*** Opening PROVIDED PASSAGE ***

Neil Sperry

Let’s take a look at the most critical tasks in October

Mixed garden pinks are winter-hardy and cheerful.
Mixed garden pinks are winter-hardy and cheerful. Special to the Star-Telegram

As I jotted down my list of the dozen (or so) things I’d rate as most important for landscapers and gardeners to get wrapped up this month, these are the ones that bobbed to the top of the barrel like a bright, freshly picked apple.

Rated in chronological order:

  • Finish all digging, dividing, replanting and sharing of spring-flowering perennials that have become crowded. This gives you the chance to rework their soil. That’s something that needs to be done every three or four years, and October is the prime time of the year. That list includes iris, daylilies, Shasta daisies, oxalis, sweet violets, St. Joseph’s lilies, trailing phlox, mallows (as they die down) and other perennials that bloom in spring and summer.

One word of warning: If your plants have thrived, don’t feel like you have to keep and replant all of the plants that you dig and divide. If you have more than you want, and if you can’t find friends who need any more, send the extras to the compost. There’s no point in replanted them into an overcrowded situation.

*** Closing PROVIDED PASSAGE ***

• _AIM OF THE TASK_:
Carry on the article about critical October gardening tasks from the point where it stops. The material that comes next is not required.

*** Opening SUPPLIED MATERIAL ***

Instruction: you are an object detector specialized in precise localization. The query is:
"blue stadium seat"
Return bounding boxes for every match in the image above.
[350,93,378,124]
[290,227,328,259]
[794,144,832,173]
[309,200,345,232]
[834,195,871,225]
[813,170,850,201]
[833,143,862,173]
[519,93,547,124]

*** Closing SUPPLIED MATERIAL ***

• _TASK RESPONSE_:
  • Buy your spring-flowering bulbs while supplies are at their best. Buy the highest possible quality bulbs you can find. Beware of bargain bulbs at mass merchandisers. They’re almost sure to disappoint you. Buy daffodil varieties like Carlton, Ice Follies, and others that are known to be good “repeaters” (come back year after year). Avoid the big, late-flowering types like King Alfred and Mount Hood that only bloom one year, then never again. If you buy tulips, refrigerate them for at least 45 days to give them the required chilling. Plant them the last two weeks of December for best bloom.
  • Buy and plant cool-season color plants. Start out with pansies and violas since they’re the most winter-hardy. Pinks (single, hardy carnation relatives) come next. Then ornamental cabbage and kale, followed by sweet alyssum and snapdragons, among others.
  • Tidy up your perennial garden to remove browned leaves, spent flower stalks and seedheads. You’ll probably have one more clean-up following the first killing freeze. At that point the tops of plants like mums, mallows, bananas and others will have frozen flush with the soil and their tops can be removed.
  • Prune to remove branches that are dead or damaged while you can easily distinguish them from the rest of your trees’ limbs. Those old, dried branches can snap off with the weight and wind of a winter ice storm. Don’t talk a chance. Get them out now.
  • Keep mowing your lawn at the recommended height right up to first frost. Letting the grass grow taller does not provide it a “blanket” of warmth in the winter as some will lead you to believe. Truth is, tall grass quickly becomes weak grass that’s more subject to invasion by weeds.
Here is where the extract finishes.